La dernière tendance lourde que nous pouvons relever dans la littérature concerne les violences ciblées. Peut-être s’agit-il d’une pure coïncidence, mais force est de constater qu’autant la majeure partie de la production intellectuelle en Haïti s’avère de plus en plus tributaire d’organismes non universitaires (organisations non gouvernementales [ONG], organisations internationales), autant les travaux réalisés dissèquent le problème de la violence en compartiments thématiques ou en publics cibles : ici, la priorité va à la violence faite aux femmes, là-bas, aux abus et agressions à l’endroit des mineurs, des personnes ayant un handicap physique ou atteintes de troubles de santé mentale… Depuis quelque temps, la question spatiale est devenue une source majeure de préoccupations. Corollairement, de nouvelles thématiques (violence urbaine, violence dans les quartiers réputés criminogènes, violence à l’école, violence dans l’espace public, etc.) ont intégré le champ comme de nouveaux sujets de prédilection (Magloire, 2004 ; Cayemittes et al., 2007 ; Kolbe et al., 2010 ; Kolbe et Muggah, 2011 ; Muggah et Kolbe, 2012 ; Lunde, 2012).
Tout compte fait, fort de notre recension des écrits, nous pouvons affirmer sans grand risque de nous tromper qu’il n’est nulle part formulée une vision holiste de la violence. La démarche générale est résolument pragmatique et programmatique.

━━━

**CONSIGNE 1:** D'après l'extrait du texte, de quels organismes la production intellectuelle en Haïti dépend-elle de plus en plus ?
**CONSIGNE 2:**
Pour chacune des affirmations suivantes, indiquez si elle concorde avec l'extrait du texte et citez les mots qui le montrent.
(a) La question spatiale est devenue une source majeure de préoccupations.
(b) Les écrits recensés formulent une vision holiste de la violence.
(c) La démarche générale est décrite comme théorique.
**CONSIGNE 3:** Transcrivez l'extrait du texte à partir des mots « Tout compte fait, fort » et arrêtez-vous après « pragmatique et programmatique. ».

━━━

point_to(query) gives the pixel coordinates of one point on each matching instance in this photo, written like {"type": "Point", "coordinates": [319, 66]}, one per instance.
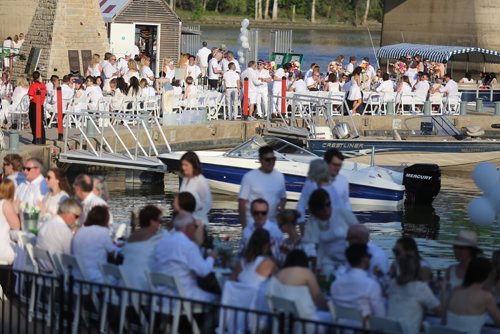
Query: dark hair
{"type": "Point", "coordinates": [333, 152]}
{"type": "Point", "coordinates": [147, 214]}
{"type": "Point", "coordinates": [263, 150]}
{"type": "Point", "coordinates": [61, 177]}
{"type": "Point", "coordinates": [98, 215]}
{"type": "Point", "coordinates": [355, 254]}
{"type": "Point", "coordinates": [187, 202]}
{"type": "Point", "coordinates": [317, 201]}
{"type": "Point", "coordinates": [478, 271]}
{"type": "Point", "coordinates": [409, 269]}
{"type": "Point", "coordinates": [259, 201]}
{"type": "Point", "coordinates": [296, 258]}
{"type": "Point", "coordinates": [85, 183]}
{"type": "Point", "coordinates": [194, 160]}
{"type": "Point", "coordinates": [255, 247]}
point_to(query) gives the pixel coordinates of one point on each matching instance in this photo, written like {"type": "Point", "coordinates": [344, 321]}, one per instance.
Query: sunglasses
{"type": "Point", "coordinates": [259, 213]}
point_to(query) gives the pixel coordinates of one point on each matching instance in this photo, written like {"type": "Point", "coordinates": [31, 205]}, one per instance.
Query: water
{"type": "Point", "coordinates": [433, 229]}
{"type": "Point", "coordinates": [318, 46]}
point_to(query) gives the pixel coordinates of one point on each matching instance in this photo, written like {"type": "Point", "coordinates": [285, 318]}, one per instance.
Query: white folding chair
{"type": "Point", "coordinates": [385, 325]}
{"type": "Point", "coordinates": [164, 284]}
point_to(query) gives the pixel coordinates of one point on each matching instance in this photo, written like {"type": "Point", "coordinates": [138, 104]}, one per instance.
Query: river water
{"type": "Point", "coordinates": [318, 46]}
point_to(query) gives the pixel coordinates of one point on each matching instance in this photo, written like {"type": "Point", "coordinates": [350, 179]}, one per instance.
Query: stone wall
{"type": "Point", "coordinates": [61, 25]}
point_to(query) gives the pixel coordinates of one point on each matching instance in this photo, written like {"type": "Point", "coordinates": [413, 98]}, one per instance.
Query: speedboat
{"type": "Point", "coordinates": [369, 185]}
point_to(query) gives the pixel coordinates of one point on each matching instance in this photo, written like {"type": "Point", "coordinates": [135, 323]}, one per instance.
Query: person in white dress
{"type": "Point", "coordinates": [92, 243]}
{"type": "Point", "coordinates": [59, 191]}
{"type": "Point", "coordinates": [469, 304]}
{"type": "Point", "coordinates": [138, 252]}
{"type": "Point", "coordinates": [9, 220]}
{"type": "Point", "coordinates": [408, 297]}
{"type": "Point", "coordinates": [256, 264]}
{"type": "Point", "coordinates": [195, 183]}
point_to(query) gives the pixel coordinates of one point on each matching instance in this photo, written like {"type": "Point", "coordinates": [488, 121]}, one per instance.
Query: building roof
{"type": "Point", "coordinates": [440, 53]}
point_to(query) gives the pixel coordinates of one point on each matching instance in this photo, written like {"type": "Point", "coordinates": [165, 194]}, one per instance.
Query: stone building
{"type": "Point", "coordinates": [443, 22]}
{"type": "Point", "coordinates": [62, 36]}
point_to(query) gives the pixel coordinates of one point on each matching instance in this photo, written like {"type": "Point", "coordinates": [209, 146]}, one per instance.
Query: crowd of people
{"type": "Point", "coordinates": [313, 254]}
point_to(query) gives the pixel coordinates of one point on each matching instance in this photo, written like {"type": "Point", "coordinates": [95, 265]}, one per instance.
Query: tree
{"type": "Point", "coordinates": [367, 9]}
{"type": "Point", "coordinates": [275, 10]}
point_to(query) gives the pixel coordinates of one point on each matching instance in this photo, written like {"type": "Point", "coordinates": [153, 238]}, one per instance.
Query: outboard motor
{"type": "Point", "coordinates": [422, 183]}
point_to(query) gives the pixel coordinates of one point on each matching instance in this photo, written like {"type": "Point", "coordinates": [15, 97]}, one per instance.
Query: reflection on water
{"type": "Point", "coordinates": [318, 46]}
{"type": "Point", "coordinates": [434, 228]}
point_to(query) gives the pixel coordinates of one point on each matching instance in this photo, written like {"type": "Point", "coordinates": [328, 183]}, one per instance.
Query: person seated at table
{"type": "Point", "coordinates": [405, 247]}
{"type": "Point", "coordinates": [355, 289]}
{"type": "Point", "coordinates": [386, 86]}
{"type": "Point", "coordinates": [179, 256]}
{"type": "Point", "coordinates": [332, 84]}
{"type": "Point", "coordinates": [295, 281]}
{"type": "Point", "coordinates": [92, 243]}
{"type": "Point", "coordinates": [408, 297]}
{"type": "Point", "coordinates": [139, 250]}
{"type": "Point", "coordinates": [256, 264]}
{"type": "Point", "coordinates": [468, 305]}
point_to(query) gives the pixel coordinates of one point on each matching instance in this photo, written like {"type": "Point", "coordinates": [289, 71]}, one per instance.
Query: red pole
{"type": "Point", "coordinates": [59, 114]}
{"type": "Point", "coordinates": [283, 95]}
{"type": "Point", "coordinates": [38, 102]}
{"type": "Point", "coordinates": [245, 97]}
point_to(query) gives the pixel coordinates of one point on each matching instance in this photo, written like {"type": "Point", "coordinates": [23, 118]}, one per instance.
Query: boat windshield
{"type": "Point", "coordinates": [283, 149]}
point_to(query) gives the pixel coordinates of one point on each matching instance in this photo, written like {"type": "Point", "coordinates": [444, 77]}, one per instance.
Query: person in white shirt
{"type": "Point", "coordinates": [253, 83]}
{"type": "Point", "coordinates": [232, 88]}
{"type": "Point", "coordinates": [177, 255]}
{"type": "Point", "coordinates": [230, 59]}
{"type": "Point", "coordinates": [299, 85]}
{"type": "Point", "coordinates": [266, 183]}
{"type": "Point", "coordinates": [355, 289]}
{"type": "Point", "coordinates": [202, 58]}
{"type": "Point", "coordinates": [215, 70]}
{"type": "Point", "coordinates": [34, 188]}
{"type": "Point", "coordinates": [277, 86]}
{"type": "Point", "coordinates": [55, 234]}
{"type": "Point", "coordinates": [387, 86]}
{"type": "Point", "coordinates": [262, 90]}
{"type": "Point", "coordinates": [259, 210]}
{"type": "Point", "coordinates": [339, 189]}
{"type": "Point", "coordinates": [351, 66]}
{"type": "Point", "coordinates": [379, 264]}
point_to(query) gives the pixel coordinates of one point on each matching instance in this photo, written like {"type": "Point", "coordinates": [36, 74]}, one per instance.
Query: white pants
{"type": "Point", "coordinates": [232, 102]}
{"type": "Point", "coordinates": [262, 101]}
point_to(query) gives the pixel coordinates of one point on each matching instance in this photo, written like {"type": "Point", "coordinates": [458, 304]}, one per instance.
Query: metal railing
{"type": "Point", "coordinates": [44, 303]}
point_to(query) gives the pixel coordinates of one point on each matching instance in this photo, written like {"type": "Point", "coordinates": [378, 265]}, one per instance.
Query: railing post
{"type": "Point", "coordinates": [59, 114]}
{"type": "Point", "coordinates": [283, 95]}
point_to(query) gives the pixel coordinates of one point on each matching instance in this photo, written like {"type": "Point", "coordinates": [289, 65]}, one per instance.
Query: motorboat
{"type": "Point", "coordinates": [369, 185]}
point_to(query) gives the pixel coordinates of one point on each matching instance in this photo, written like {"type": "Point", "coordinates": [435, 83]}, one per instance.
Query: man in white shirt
{"type": "Point", "coordinates": [214, 70]}
{"type": "Point", "coordinates": [259, 210]}
{"type": "Point", "coordinates": [202, 58]}
{"type": "Point", "coordinates": [266, 183]}
{"type": "Point", "coordinates": [55, 234]}
{"type": "Point", "coordinates": [379, 264]}
{"type": "Point", "coordinates": [352, 64]}
{"type": "Point", "coordinates": [386, 86]}
{"type": "Point", "coordinates": [192, 70]}
{"type": "Point", "coordinates": [338, 190]}
{"type": "Point", "coordinates": [253, 82]}
{"type": "Point", "coordinates": [34, 188]}
{"type": "Point", "coordinates": [232, 85]}
{"type": "Point", "coordinates": [355, 289]}
{"type": "Point", "coordinates": [230, 59]}
{"type": "Point", "coordinates": [178, 255]}
{"type": "Point", "coordinates": [262, 90]}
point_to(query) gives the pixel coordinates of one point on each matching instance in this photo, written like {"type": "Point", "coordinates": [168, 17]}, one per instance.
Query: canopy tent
{"type": "Point", "coordinates": [439, 53]}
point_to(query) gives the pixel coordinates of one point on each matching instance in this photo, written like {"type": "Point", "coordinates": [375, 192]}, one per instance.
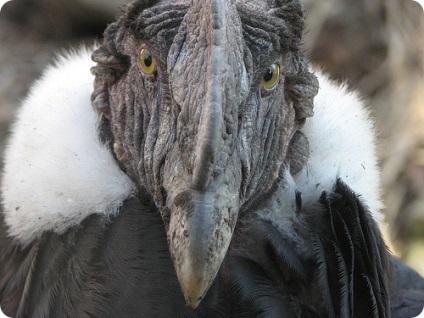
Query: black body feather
{"type": "Point", "coordinates": [121, 267]}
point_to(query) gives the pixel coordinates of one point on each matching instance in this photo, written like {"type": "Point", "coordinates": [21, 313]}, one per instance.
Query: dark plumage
{"type": "Point", "coordinates": [203, 110]}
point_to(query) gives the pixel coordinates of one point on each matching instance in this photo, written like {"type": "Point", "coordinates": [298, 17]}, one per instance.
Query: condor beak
{"type": "Point", "coordinates": [202, 173]}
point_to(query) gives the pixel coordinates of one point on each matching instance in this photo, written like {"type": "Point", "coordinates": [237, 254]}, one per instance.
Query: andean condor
{"type": "Point", "coordinates": [198, 160]}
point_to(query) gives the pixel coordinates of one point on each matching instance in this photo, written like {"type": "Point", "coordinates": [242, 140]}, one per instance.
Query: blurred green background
{"type": "Point", "coordinates": [377, 46]}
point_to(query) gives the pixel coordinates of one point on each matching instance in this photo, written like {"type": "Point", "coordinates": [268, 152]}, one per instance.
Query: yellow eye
{"type": "Point", "coordinates": [271, 77]}
{"type": "Point", "coordinates": [147, 62]}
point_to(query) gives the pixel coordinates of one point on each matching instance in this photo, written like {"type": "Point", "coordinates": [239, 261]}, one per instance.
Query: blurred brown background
{"type": "Point", "coordinates": [377, 46]}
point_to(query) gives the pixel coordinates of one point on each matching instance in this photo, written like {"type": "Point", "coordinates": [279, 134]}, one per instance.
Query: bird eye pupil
{"type": "Point", "coordinates": [148, 60]}
{"type": "Point", "coordinates": [268, 74]}
{"type": "Point", "coordinates": [270, 77]}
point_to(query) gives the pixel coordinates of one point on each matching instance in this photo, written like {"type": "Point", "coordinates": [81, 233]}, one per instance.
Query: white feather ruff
{"type": "Point", "coordinates": [342, 145]}
{"type": "Point", "coordinates": [57, 172]}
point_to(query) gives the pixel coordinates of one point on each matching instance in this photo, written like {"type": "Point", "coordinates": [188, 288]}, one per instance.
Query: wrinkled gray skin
{"type": "Point", "coordinates": [201, 134]}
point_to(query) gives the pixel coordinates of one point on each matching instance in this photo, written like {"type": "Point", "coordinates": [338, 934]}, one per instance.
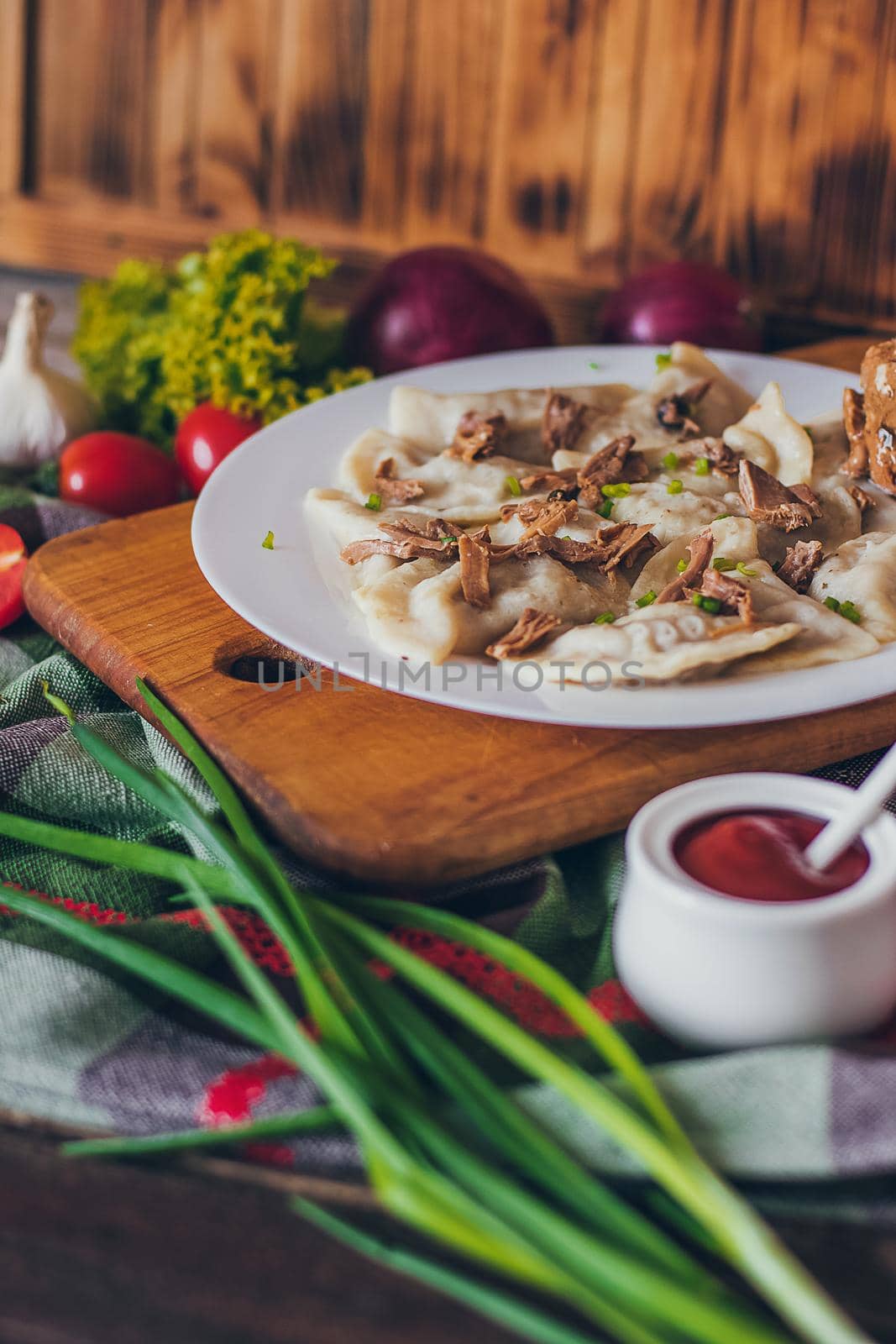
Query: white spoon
{"type": "Point", "coordinates": [862, 808]}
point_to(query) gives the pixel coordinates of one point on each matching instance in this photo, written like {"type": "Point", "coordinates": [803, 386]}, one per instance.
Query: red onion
{"type": "Point", "coordinates": [443, 302]}
{"type": "Point", "coordinates": [681, 302]}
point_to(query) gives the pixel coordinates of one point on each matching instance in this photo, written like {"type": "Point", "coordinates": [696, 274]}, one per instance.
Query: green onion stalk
{"type": "Point", "coordinates": [535, 1240]}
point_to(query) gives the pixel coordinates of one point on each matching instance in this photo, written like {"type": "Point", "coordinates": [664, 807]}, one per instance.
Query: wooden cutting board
{"type": "Point", "coordinates": [363, 781]}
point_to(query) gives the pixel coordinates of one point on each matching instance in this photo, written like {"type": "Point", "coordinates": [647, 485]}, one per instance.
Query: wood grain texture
{"type": "Point", "coordinates": [399, 790]}
{"type": "Point", "coordinates": [13, 92]}
{"type": "Point", "coordinates": [210, 1253]}
{"type": "Point", "coordinates": [577, 139]}
{"type": "Point", "coordinates": [239, 45]}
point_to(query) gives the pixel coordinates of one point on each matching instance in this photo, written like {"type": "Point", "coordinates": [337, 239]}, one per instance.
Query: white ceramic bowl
{"type": "Point", "coordinates": [721, 974]}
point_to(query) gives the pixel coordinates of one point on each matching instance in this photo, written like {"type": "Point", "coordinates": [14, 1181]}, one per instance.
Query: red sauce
{"type": "Point", "coordinates": [759, 857]}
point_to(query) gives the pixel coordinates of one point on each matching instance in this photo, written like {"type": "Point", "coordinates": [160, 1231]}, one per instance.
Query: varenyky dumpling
{"type": "Point", "coordinates": [418, 612]}
{"type": "Point", "coordinates": [734, 539]}
{"type": "Point", "coordinates": [773, 438]}
{"type": "Point", "coordinates": [463, 492]}
{"type": "Point", "coordinates": [862, 571]}
{"type": "Point", "coordinates": [824, 635]}
{"type": "Point", "coordinates": [694, 486]}
{"type": "Point", "coordinates": [720, 405]}
{"type": "Point", "coordinates": [430, 420]}
{"type": "Point", "coordinates": [658, 643]}
{"type": "Point", "coordinates": [672, 515]}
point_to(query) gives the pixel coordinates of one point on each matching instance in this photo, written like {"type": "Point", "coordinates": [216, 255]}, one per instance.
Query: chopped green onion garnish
{"type": "Point", "coordinates": [56, 702]}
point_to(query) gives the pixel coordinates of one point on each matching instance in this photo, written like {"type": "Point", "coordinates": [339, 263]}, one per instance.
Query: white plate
{"type": "Point", "coordinates": [286, 596]}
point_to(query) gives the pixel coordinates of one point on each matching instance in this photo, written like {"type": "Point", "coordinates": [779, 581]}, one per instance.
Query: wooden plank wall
{"type": "Point", "coordinates": [575, 139]}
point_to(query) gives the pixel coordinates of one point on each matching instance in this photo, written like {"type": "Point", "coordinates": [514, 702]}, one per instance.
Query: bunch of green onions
{"type": "Point", "coordinates": [544, 1247]}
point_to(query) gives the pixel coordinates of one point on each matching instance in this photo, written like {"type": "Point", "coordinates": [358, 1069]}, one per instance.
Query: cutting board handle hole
{"type": "Point", "coordinates": [268, 664]}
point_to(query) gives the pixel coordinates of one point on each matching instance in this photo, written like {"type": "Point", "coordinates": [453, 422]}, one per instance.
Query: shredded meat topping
{"type": "Point", "coordinates": [530, 510]}
{"type": "Point", "coordinates": [550, 517]}
{"type": "Point", "coordinates": [673, 413]}
{"type": "Point", "coordinates": [407, 539]}
{"type": "Point", "coordinates": [734, 596]}
{"type": "Point", "coordinates": [621, 543]}
{"type": "Point", "coordinates": [548, 479]}
{"type": "Point", "coordinates": [479, 436]}
{"type": "Point", "coordinates": [617, 461]}
{"type": "Point", "coordinates": [434, 528]}
{"type": "Point", "coordinates": [563, 423]}
{"type": "Point", "coordinates": [799, 564]}
{"type": "Point", "coordinates": [723, 460]}
{"type": "Point", "coordinates": [624, 543]}
{"type": "Point", "coordinates": [700, 553]}
{"type": "Point", "coordinates": [855, 425]}
{"type": "Point", "coordinates": [474, 569]}
{"type": "Point", "coordinates": [768, 501]}
{"type": "Point", "coordinates": [392, 490]}
{"type": "Point", "coordinates": [530, 629]}
{"type": "Point", "coordinates": [862, 497]}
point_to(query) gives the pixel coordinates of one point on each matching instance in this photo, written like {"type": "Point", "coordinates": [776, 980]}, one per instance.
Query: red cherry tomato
{"type": "Point", "coordinates": [206, 437]}
{"type": "Point", "coordinates": [13, 566]}
{"type": "Point", "coordinates": [117, 474]}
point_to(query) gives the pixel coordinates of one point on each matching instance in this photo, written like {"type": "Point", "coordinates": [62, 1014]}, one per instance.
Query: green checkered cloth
{"type": "Point", "coordinates": [90, 1048]}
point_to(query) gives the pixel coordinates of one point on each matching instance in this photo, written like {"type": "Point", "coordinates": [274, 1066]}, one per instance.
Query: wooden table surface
{"type": "Point", "coordinates": [206, 1250]}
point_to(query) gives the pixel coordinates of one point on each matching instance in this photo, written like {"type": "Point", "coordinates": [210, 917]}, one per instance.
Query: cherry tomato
{"type": "Point", "coordinates": [206, 437]}
{"type": "Point", "coordinates": [13, 566]}
{"type": "Point", "coordinates": [117, 474]}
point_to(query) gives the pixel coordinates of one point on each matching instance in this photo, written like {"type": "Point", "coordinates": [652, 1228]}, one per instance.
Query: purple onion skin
{"type": "Point", "coordinates": [443, 302]}
{"type": "Point", "coordinates": [681, 302]}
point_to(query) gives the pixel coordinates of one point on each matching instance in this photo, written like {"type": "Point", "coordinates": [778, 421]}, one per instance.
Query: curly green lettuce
{"type": "Point", "coordinates": [233, 326]}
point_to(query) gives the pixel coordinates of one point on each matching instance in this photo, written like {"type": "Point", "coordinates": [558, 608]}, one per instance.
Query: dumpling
{"type": "Point", "coordinates": [463, 492]}
{"type": "Point", "coordinates": [430, 420]}
{"type": "Point", "coordinates": [333, 522]}
{"type": "Point", "coordinates": [734, 538]}
{"type": "Point", "coordinates": [725, 401]}
{"type": "Point", "coordinates": [862, 571]}
{"type": "Point", "coordinates": [654, 644]}
{"type": "Point", "coordinates": [419, 612]}
{"type": "Point", "coordinates": [773, 438]}
{"type": "Point", "coordinates": [825, 636]}
{"type": "Point", "coordinates": [672, 515]}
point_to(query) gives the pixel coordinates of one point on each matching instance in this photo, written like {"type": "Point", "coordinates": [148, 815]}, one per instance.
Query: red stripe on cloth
{"type": "Point", "coordinates": [485, 976]}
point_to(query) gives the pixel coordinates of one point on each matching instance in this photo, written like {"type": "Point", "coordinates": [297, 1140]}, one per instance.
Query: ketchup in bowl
{"type": "Point", "coordinates": [759, 857]}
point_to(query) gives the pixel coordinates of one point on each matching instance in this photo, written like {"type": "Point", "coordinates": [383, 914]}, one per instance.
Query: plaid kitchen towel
{"type": "Point", "coordinates": [89, 1048]}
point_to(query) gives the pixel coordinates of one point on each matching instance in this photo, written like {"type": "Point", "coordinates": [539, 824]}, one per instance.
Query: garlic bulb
{"type": "Point", "coordinates": [39, 407]}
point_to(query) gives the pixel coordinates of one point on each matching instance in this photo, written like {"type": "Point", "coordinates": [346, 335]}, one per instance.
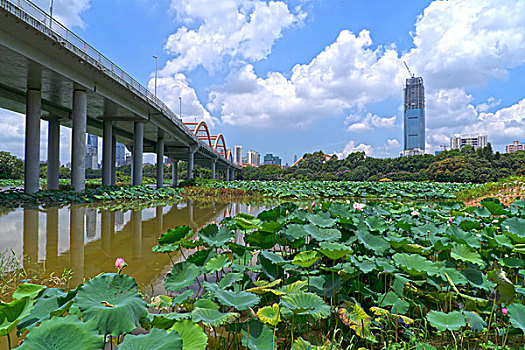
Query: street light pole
{"type": "Point", "coordinates": [155, 57]}
{"type": "Point", "coordinates": [51, 15]}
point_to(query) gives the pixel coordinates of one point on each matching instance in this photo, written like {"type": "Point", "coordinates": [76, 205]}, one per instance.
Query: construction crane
{"type": "Point", "coordinates": [408, 69]}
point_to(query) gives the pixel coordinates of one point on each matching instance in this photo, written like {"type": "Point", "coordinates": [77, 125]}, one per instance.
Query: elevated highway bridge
{"type": "Point", "coordinates": [47, 72]}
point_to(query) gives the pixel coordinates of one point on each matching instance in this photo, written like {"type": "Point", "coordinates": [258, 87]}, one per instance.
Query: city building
{"type": "Point", "coordinates": [414, 117]}
{"type": "Point", "coordinates": [459, 141]}
{"type": "Point", "coordinates": [92, 152]}
{"type": "Point", "coordinates": [237, 154]}
{"type": "Point", "coordinates": [271, 159]}
{"type": "Point", "coordinates": [253, 158]}
{"type": "Point", "coordinates": [120, 154]}
{"type": "Point", "coordinates": [516, 146]}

━━━

**BONNE RÉPONSE 1:** D'organismes non universitaires, comme les ONG et les organisations internationales.

**BONNE RÉPONSE 2:**
(a) Oui : « Depuis quelque temps, la question spatiale est devenue une source majeure de préoccupations. »
(b) Non : « il n’est nulle part formulée une vision holiste de la violence »
(c) Non : « La démarche générale est résolument pragmatique et programmatique. »

**BONNE RÉPONSE 3:**
Tout compte fait, fort de notre recension des écrits, nous pouvons affirmer sans grand risque de nous tromper qu’il n’est nulle part formulée une vision holiste de la violence. La démarche générale est résolument pragmatique et programmatique.